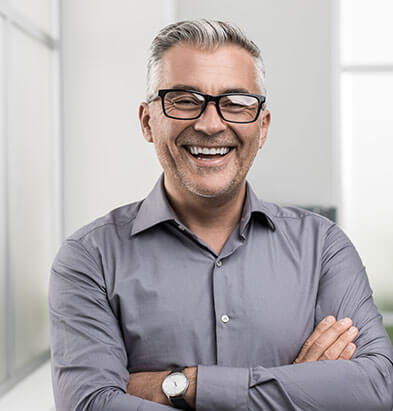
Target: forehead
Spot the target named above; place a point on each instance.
(213, 71)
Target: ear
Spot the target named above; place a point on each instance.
(266, 117)
(144, 119)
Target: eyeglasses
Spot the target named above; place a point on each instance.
(189, 105)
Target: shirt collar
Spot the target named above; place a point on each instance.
(155, 209)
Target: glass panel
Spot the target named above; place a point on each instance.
(3, 239)
(38, 11)
(367, 123)
(30, 191)
(366, 31)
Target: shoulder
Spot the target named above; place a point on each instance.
(115, 220)
(291, 216)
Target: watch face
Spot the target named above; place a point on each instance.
(175, 384)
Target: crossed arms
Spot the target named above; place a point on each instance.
(95, 377)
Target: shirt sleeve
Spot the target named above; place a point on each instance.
(363, 383)
(88, 356)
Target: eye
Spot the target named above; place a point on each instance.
(186, 101)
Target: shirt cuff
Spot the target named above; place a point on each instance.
(222, 388)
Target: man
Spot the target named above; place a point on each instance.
(201, 295)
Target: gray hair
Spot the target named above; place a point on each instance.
(205, 34)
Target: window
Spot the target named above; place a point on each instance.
(29, 181)
(365, 77)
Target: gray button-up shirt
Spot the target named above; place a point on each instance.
(136, 290)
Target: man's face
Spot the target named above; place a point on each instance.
(226, 69)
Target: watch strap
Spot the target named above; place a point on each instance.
(179, 401)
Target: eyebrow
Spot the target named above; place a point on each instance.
(224, 91)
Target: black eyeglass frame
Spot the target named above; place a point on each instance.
(207, 97)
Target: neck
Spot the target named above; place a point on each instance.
(206, 214)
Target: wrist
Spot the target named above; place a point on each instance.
(190, 395)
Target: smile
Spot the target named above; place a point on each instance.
(209, 156)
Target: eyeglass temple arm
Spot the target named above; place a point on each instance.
(152, 98)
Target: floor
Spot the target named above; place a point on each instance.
(34, 393)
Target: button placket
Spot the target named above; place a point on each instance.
(224, 318)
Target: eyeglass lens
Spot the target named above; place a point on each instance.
(188, 105)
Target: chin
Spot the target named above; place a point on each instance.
(211, 191)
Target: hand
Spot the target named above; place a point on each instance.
(329, 341)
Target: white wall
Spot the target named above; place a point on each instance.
(296, 163)
(107, 162)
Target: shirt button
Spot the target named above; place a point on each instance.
(224, 318)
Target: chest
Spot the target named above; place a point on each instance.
(178, 306)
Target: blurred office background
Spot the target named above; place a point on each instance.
(72, 74)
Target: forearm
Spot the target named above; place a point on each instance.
(362, 384)
(148, 385)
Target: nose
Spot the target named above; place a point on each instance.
(210, 122)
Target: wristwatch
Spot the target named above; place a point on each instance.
(175, 386)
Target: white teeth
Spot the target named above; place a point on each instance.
(205, 150)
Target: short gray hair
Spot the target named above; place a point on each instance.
(205, 34)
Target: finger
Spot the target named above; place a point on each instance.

········

Write out every line above again exactly, with the pictures left out.

Target: forehead
Spot the target named above; place a point on each instance.
(213, 71)
Target: ear
Spot the target named above; place a point on each instance.
(266, 117)
(144, 119)
Target: eyeglasses
Spot the target named above; place a point on each instance.
(189, 105)
Target: shirt collar
Spot the target named above; place a point on each instance.
(155, 209)
Target: glass panel
Spot the target named above; place a point on each instance.
(3, 239)
(38, 11)
(367, 123)
(30, 191)
(366, 31)
Target: shoulder
Spot the target named above; place a point on each instance.
(115, 220)
(291, 216)
Target: watch face
Spot the target named above; place a point on each instance.
(175, 384)
Target: crossed arms
Spot the target named above; place a point on each instance.
(95, 377)
Target: shirt sleeve
Spot the target named above; place a point on each instance.
(363, 383)
(88, 356)
Target: eye
Spot the target named above; place a point on each instance.
(186, 101)
Target: shirt cuff
Spot the target named above; place a point on each instance.
(222, 388)
Target: man
Spot the target named above; place a point on each instance.
(201, 295)
Target: gray hair
Spot the target named above; place a point on each instance.
(205, 34)
Target: window
Spot the target named above; place a point on each instance.
(29, 181)
(365, 77)
Target: gray button-up shirt
Spot the target named above; place a point on each instance.
(136, 290)
Target: man's face
Spot the target named above; place a point on each instance.
(226, 69)
Target: watch strap
Spot the target named above; place a point on each instance.
(179, 401)
Target: eyebrow
Spot the target named above; place a point on each instance.
(224, 91)
Target: black eyeglass frame
Spot the target named above; place a point on each instance.
(207, 97)
Target: neck
Spot the target named above; place a point on each instance.
(206, 214)
Target: wrist
Spot the target named above; place a point on each instance.
(190, 395)
Target: smile
Spot the target named above; place a point on each instance.
(209, 156)
Target: eyeglass temple arm
Spot the target named above; place a point on each instance.
(152, 98)
Target: floor
Spot the target named above; place a point on each instance.
(34, 393)
Target: button placket
Spot the target named above; place a point on each instance.
(224, 318)
Target: eyeglass lens
Spot the target named above; place a point on each instance.
(188, 105)
Target: chin
Spot the target named above; place a point on each instance.
(211, 191)
Target: hand
Spot the target named above; place a point on each instance.
(329, 341)
Target: white wall
Spot the target named above; place a point on each instance.
(296, 163)
(107, 162)
Target: shirt button
Spot the target named above; place a point on each instance.
(224, 318)
Target: chest
Spot the target named above; place a point on each instance.
(178, 306)
Target: blurred office background
Spot the target named above; place a point on each instance.
(72, 74)
Target: forearm
Spot the target named above; place a point on each instance.
(362, 384)
(148, 385)
Target: nose
Spot the target named above; place a point on each instance.
(210, 122)
Target: wristwatch
Spot the target named above; place a point on each instance.
(175, 386)
Target: white teeth
Spot the target named above; place a point on each instance.
(205, 150)
Target: short gray hair
Spot the target named above; place a point on each instance.
(205, 34)
Target: finger
Spot the target named above; place a point on each instance.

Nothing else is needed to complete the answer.